**What is needed**
Pick up the passage about Habitat Pinellas below and keep writing it from its final sentence.

**Text passage**
What sets Habitat Pinellas apart? "Of the 1,500+ Habitat for Humanity affiliates in the United States, Habitat Pinellas is proud to be in the top 20 for new home construction for the past three years," says Macar. "Habitat Pinellas has also earned a four-star rating by Charity Navigator for eight straight years for sound governance and effective stewardship of donor dollars, an honor only one percent of charities evaluated have attained."

And Habitat Pinellas thinks big. Take the Stevens Creek subdivision for instance. Formerly the site of the dilapidated and condemned Homer Villas Housing Project, Stevens Creek is now the scene of remarkable activity. Breaking ground on the development in 2010, Habitat Pinellas has now completed 42 homes of a projected 51-home subdivision with completion scheduled for mid-2016.

**Data listing**
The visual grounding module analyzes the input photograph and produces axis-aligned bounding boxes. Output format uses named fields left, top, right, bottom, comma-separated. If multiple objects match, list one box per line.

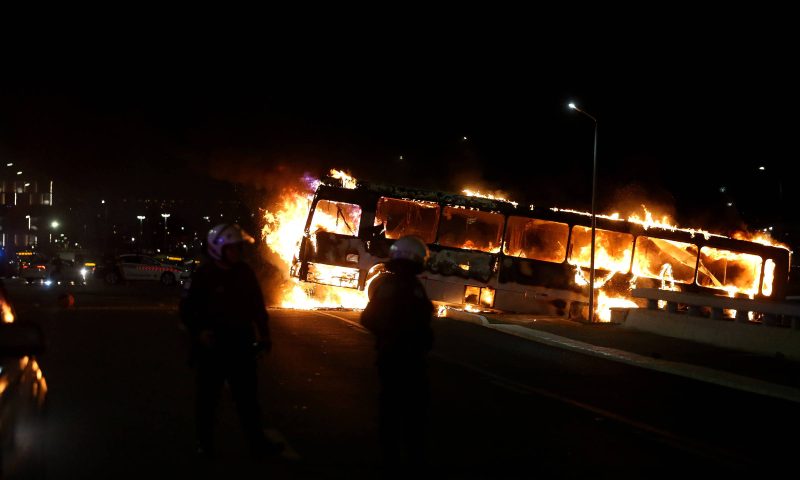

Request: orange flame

--

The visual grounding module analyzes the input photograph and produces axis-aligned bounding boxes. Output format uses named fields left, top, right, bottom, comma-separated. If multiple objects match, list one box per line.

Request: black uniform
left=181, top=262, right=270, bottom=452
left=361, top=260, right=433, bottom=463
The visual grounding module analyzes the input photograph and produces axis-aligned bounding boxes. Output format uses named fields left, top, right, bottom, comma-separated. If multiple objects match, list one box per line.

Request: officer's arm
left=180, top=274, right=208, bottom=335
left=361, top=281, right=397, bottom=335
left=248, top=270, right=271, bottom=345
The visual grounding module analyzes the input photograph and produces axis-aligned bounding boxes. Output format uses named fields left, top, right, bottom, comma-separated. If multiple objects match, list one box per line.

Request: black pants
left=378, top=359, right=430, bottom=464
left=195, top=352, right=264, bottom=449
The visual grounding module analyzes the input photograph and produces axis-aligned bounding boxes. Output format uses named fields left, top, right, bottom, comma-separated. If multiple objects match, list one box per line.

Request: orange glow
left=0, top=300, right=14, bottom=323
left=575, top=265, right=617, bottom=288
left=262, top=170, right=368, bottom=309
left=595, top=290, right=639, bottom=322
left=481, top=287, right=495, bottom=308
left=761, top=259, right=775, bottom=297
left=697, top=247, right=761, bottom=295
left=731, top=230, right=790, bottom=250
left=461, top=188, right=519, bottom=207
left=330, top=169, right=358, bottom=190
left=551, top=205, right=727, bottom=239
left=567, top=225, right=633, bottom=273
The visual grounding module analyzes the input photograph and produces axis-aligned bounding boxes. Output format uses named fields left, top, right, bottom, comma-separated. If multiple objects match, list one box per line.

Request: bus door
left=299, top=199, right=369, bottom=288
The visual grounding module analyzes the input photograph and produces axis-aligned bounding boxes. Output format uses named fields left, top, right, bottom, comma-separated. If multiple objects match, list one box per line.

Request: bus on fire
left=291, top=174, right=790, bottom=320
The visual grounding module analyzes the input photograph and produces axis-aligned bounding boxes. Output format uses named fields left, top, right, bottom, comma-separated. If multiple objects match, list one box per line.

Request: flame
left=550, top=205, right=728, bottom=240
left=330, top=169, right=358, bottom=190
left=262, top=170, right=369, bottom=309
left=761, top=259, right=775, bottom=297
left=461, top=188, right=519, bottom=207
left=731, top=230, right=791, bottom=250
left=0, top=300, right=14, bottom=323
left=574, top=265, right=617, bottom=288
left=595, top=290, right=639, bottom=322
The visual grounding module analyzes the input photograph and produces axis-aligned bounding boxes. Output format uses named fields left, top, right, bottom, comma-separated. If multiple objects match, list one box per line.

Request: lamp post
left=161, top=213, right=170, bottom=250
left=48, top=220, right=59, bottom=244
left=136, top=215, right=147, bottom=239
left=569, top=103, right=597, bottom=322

--

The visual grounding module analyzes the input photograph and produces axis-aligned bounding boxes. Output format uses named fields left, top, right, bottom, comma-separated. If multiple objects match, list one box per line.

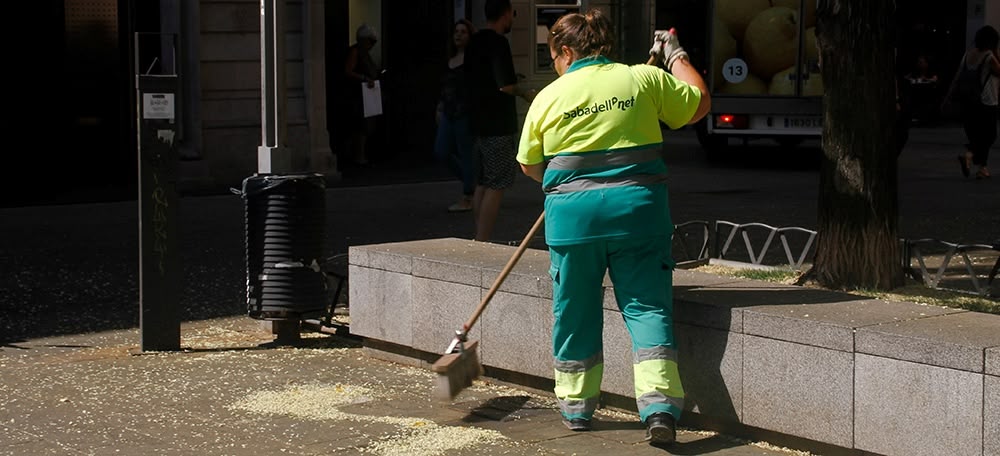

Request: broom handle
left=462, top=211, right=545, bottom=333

**Final answer**
The help has called from all directions, from thousands of individual volunteers- "the heartbeat of Habitat for Humanity," Macar calls them- to groups of employees from local companies, to support from local corporations. And let's not forget the public sector. "The local government has also been very supportive," Macar adds. "The City of Clearwater was instrumental in helping us acquire the land for Stevens Creek and has been a wonderful partner throughout the development process."

And in this scenario at least, what is good for one is good for all. "When the Stevens Creek subdivision is completed next year," says Macar, "the neighborhood's homeowners collectively will be contributing nearly $100,000 annually to the local tax base."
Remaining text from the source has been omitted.